> **EXERCISE**:
Exact copies of the lines below, from the one with "One point goes on every instance of the concrete walkway" up to and including the one with "One point goes on every instance of the asphalt", are what this calls for; leave out pictures.

————

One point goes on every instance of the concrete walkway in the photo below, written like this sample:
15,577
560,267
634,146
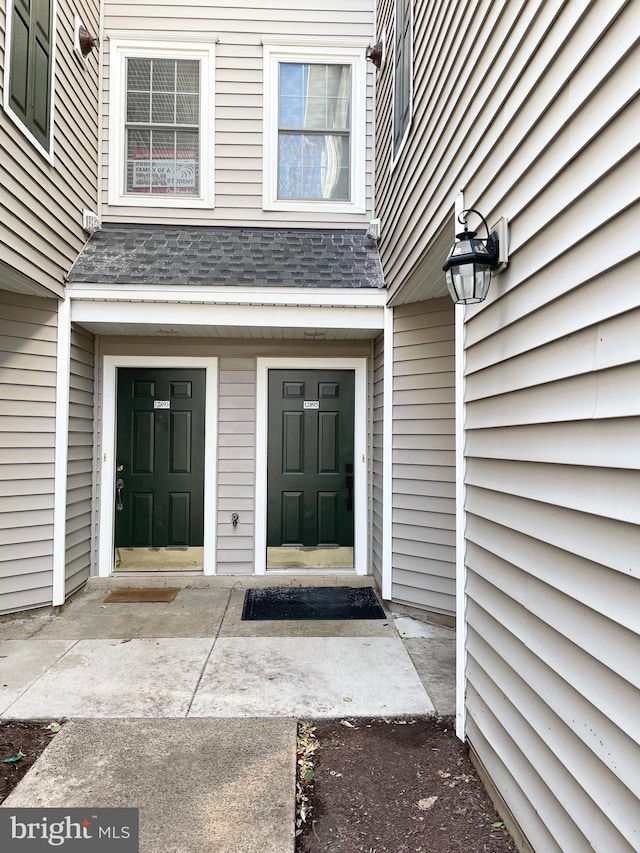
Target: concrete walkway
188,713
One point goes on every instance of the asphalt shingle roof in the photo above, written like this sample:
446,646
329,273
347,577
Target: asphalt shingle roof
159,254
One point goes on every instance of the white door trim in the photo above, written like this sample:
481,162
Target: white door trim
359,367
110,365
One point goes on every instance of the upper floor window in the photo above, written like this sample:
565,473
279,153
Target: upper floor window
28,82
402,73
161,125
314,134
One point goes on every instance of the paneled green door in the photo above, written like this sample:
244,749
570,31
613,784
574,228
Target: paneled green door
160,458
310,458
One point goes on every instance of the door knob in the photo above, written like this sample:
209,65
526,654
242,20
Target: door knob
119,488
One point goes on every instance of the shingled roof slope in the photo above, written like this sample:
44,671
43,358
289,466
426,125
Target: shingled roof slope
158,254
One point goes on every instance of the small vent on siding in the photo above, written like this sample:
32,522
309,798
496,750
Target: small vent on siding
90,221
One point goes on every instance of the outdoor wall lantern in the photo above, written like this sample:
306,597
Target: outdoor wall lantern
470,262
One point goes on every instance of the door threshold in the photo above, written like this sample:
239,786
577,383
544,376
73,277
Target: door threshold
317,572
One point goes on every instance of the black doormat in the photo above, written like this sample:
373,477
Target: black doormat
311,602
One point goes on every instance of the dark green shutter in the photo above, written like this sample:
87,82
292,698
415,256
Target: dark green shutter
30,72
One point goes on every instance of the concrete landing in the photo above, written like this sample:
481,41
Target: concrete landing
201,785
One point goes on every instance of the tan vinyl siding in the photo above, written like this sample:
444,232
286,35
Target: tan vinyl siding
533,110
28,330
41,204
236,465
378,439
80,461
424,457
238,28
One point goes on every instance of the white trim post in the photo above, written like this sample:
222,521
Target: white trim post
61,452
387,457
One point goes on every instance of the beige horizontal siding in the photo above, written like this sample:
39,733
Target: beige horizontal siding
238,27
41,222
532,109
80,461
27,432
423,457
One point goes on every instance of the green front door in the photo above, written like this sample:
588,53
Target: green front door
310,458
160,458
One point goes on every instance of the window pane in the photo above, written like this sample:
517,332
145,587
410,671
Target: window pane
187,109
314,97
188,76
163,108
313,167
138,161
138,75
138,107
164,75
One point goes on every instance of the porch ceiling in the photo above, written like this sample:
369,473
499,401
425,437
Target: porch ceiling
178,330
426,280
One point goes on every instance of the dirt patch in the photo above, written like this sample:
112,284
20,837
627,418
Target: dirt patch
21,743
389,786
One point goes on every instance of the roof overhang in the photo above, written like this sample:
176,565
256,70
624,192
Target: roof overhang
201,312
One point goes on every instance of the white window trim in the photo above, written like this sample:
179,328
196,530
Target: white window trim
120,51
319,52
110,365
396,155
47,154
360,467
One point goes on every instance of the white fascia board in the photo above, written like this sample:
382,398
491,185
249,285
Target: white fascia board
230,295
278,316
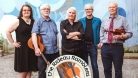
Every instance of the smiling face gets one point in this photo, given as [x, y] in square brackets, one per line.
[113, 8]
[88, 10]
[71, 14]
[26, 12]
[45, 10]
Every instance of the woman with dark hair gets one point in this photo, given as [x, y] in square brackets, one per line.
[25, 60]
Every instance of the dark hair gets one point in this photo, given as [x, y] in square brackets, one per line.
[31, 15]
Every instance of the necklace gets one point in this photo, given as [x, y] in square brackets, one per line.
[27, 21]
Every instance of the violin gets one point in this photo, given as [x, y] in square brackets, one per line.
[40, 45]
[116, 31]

————

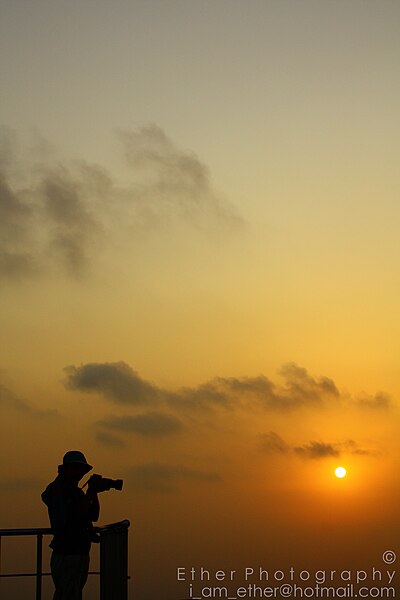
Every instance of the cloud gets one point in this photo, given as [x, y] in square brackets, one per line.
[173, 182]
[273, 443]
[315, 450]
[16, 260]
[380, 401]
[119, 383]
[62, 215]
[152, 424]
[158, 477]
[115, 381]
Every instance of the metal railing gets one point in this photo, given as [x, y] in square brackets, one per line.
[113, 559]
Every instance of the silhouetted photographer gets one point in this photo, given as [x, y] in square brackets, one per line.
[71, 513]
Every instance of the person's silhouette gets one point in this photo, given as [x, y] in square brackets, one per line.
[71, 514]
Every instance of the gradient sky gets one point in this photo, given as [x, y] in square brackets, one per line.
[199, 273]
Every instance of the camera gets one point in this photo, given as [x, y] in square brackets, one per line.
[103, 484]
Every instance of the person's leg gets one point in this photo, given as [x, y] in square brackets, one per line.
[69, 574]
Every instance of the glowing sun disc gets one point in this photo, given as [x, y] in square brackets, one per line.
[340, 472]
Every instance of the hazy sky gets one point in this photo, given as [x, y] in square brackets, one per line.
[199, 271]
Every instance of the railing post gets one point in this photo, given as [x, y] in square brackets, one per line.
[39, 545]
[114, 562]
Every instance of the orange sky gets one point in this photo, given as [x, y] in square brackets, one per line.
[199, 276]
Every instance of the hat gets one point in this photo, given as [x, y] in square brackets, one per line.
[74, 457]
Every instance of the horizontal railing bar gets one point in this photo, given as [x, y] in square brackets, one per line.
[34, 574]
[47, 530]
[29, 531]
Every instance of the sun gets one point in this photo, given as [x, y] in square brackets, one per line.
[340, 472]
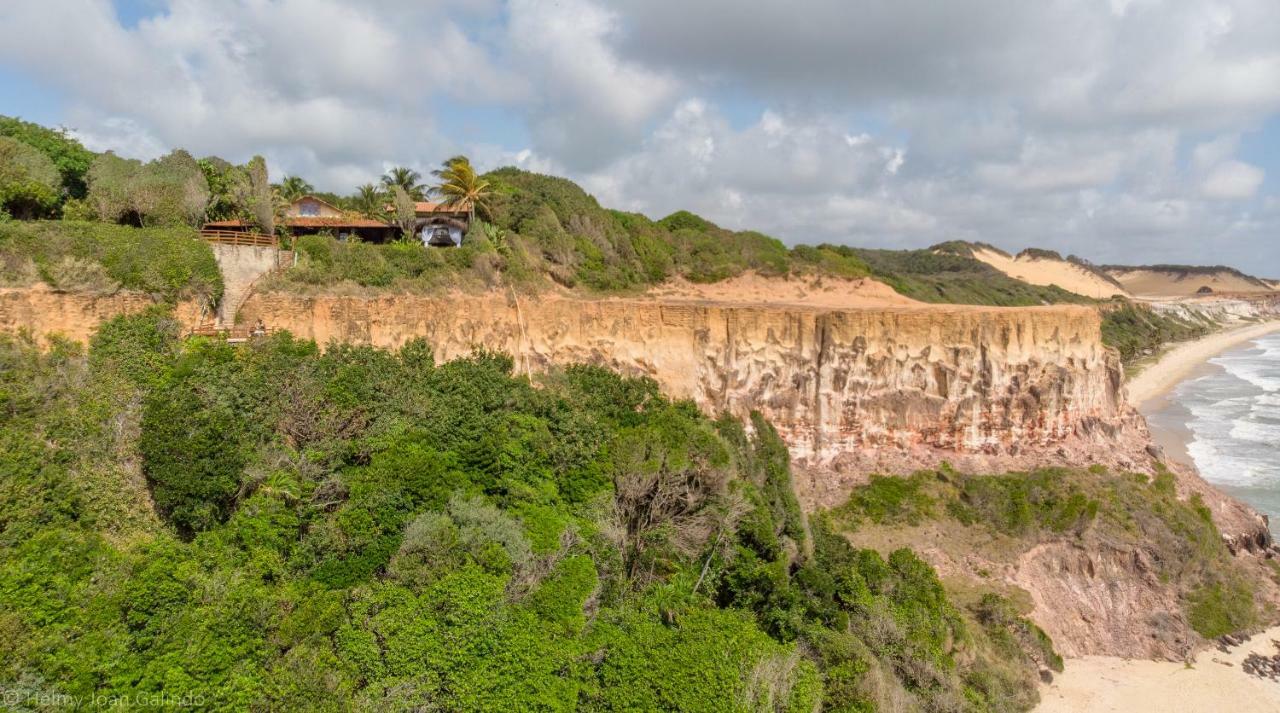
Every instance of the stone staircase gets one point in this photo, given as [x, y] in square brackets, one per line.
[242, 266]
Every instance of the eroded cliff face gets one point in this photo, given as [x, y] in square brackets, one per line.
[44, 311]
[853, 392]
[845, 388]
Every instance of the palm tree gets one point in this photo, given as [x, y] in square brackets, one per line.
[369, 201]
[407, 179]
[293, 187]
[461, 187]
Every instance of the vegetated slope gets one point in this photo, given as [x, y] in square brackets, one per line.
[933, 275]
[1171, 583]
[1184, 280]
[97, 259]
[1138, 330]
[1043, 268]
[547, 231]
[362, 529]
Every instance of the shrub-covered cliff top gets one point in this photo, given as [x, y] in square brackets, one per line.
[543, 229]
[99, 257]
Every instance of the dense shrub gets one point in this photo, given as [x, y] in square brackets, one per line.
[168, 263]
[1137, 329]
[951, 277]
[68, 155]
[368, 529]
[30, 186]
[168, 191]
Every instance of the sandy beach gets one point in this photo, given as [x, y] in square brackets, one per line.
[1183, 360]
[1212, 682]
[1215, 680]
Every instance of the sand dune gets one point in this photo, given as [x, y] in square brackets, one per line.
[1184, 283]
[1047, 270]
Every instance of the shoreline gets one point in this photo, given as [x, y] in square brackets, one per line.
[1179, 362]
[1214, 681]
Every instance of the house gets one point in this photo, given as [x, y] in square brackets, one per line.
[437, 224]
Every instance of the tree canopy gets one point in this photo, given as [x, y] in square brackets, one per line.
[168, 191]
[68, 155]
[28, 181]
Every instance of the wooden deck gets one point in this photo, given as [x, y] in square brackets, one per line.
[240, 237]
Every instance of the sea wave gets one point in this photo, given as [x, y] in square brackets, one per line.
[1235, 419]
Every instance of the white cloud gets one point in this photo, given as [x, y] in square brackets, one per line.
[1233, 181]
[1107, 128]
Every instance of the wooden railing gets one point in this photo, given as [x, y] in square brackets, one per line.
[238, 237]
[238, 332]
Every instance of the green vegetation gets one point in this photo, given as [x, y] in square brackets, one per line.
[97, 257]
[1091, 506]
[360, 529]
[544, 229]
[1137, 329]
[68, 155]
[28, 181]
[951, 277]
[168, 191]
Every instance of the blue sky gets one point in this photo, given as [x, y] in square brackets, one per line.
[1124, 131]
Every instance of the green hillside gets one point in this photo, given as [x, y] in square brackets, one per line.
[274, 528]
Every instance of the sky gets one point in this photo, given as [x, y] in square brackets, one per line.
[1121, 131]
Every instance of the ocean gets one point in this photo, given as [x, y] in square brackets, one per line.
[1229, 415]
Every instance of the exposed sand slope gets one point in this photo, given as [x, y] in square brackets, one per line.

————

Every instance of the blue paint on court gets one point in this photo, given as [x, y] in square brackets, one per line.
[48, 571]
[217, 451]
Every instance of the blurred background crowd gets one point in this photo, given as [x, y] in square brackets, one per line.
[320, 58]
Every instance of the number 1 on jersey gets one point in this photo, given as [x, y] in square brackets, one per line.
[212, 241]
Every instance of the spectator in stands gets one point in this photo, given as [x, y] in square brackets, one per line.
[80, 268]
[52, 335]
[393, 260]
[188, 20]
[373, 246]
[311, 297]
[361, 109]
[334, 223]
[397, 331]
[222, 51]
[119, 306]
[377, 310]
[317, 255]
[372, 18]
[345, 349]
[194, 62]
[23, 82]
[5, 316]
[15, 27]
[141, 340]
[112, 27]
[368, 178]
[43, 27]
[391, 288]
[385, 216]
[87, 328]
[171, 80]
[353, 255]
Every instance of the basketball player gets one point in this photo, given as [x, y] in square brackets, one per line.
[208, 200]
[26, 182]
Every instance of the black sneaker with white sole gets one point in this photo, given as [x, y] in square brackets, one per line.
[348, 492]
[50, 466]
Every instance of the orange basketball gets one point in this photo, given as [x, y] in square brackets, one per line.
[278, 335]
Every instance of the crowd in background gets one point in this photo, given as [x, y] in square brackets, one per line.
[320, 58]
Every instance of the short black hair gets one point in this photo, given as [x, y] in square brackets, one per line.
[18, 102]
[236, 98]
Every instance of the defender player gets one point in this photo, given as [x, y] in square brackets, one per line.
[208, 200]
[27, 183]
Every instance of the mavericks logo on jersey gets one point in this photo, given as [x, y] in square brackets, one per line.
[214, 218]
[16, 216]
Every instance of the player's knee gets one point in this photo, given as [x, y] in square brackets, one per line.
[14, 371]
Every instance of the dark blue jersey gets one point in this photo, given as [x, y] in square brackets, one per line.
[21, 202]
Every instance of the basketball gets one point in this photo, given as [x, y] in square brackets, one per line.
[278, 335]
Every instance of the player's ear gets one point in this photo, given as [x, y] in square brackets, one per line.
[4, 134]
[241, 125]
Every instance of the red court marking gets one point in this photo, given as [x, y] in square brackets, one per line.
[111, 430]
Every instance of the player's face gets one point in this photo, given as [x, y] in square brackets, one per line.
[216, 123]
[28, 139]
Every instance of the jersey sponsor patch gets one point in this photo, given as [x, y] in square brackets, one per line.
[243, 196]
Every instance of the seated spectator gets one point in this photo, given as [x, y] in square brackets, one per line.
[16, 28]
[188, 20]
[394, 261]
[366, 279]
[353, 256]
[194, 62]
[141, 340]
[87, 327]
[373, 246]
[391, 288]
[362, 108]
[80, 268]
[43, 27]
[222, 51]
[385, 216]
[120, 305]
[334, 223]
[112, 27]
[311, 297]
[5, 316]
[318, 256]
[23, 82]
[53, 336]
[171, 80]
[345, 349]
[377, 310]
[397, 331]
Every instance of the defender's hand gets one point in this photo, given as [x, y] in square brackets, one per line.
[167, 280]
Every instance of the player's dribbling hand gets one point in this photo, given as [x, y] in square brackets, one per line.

————

> **FINAL ANSWER**:
One point goes on every instance of the concrete walkway in the photo below, written like this sample:
15,577
560,267
634,146
Target: concrete walkway
188,713
One point goes on every instance of the asphalt shingle roof in the photo above, written like this sample:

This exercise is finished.